● **Requirement**:
What is the number of lines in the data below that contain "their"? Answer with that number and no other words.

● **Records provided**:
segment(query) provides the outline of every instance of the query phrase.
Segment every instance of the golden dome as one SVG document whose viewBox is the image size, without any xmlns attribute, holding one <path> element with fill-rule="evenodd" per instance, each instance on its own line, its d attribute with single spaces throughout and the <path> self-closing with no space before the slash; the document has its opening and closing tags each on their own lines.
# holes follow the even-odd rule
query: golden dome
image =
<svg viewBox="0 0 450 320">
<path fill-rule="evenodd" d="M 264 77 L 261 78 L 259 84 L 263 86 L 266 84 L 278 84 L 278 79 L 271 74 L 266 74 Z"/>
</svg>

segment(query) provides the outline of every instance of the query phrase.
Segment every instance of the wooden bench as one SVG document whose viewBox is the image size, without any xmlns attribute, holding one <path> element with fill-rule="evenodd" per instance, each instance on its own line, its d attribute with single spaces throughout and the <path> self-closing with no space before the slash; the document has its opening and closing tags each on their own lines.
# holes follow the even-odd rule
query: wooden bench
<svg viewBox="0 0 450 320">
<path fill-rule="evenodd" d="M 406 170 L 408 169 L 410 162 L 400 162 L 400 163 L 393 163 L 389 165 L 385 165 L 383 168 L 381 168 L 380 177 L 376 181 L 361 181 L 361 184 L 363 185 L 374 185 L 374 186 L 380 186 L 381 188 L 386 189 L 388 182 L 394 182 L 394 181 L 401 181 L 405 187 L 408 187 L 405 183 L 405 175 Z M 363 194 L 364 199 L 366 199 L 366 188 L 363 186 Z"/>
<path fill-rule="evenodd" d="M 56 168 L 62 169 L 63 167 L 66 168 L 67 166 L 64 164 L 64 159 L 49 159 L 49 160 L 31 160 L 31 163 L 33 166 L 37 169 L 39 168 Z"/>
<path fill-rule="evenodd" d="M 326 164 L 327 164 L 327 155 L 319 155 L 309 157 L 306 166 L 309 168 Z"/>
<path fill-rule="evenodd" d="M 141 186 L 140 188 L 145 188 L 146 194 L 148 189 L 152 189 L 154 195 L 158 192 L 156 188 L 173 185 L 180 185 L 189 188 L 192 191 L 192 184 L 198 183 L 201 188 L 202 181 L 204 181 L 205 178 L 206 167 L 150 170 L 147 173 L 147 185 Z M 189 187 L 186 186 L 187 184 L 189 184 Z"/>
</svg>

● **Exercise solution**:
2